**WHAT IS BEING ASKED**: Search the material below for the word "single". Copy every line where it is found.

**MATERIAL FOR THIS TASK**:

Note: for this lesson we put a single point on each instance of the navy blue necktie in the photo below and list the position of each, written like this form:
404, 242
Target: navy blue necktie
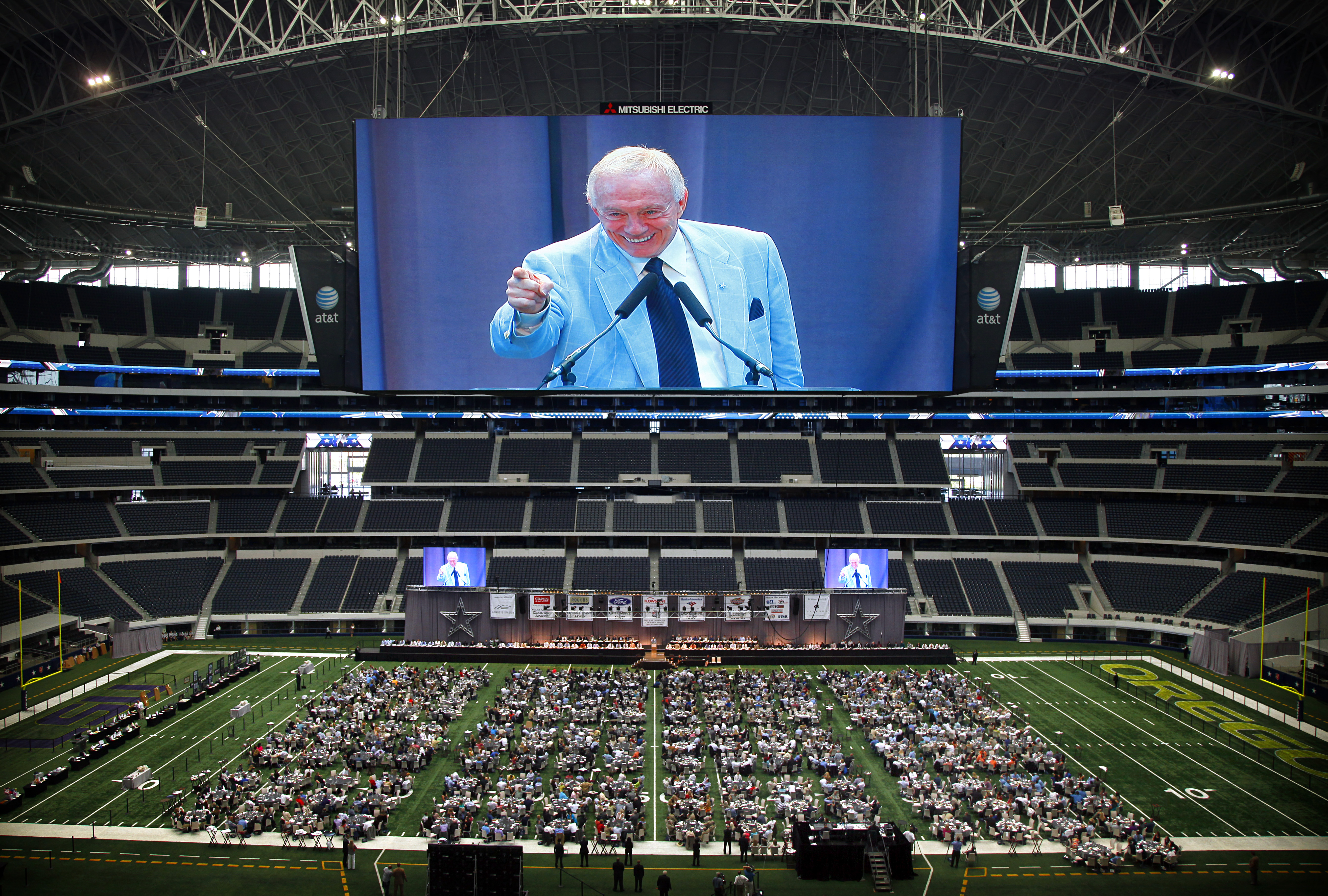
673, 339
* * *
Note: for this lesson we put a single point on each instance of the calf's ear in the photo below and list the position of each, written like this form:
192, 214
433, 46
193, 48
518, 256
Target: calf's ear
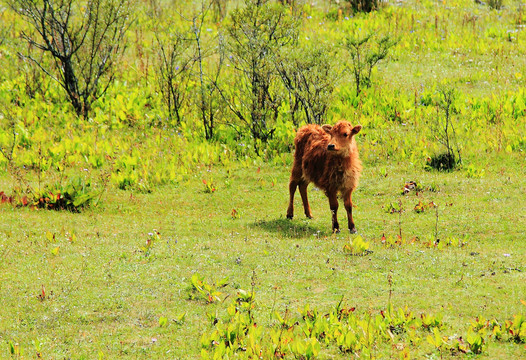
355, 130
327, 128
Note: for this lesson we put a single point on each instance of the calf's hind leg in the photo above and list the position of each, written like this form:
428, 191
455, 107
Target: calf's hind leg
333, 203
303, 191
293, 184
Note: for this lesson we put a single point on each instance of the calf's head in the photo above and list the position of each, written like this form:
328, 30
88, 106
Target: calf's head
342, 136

**WORKED SOLUTION**:
Note: for this lesson we put a single point on each instance of the navy blue necktie in the photo below and list the position of each, written like this form:
Note: for this lesson we put a single point on each instance of the calf's ear in the photo below and list the position of each, written like this form:
Note: for this lesson we put a single point on each instance of the calf's hind leg in the photo above and list the position of each, written like this form:
Note: for this lesson we put a single point on each instance of the calf's head in the photo above and list the position of each, written like this form:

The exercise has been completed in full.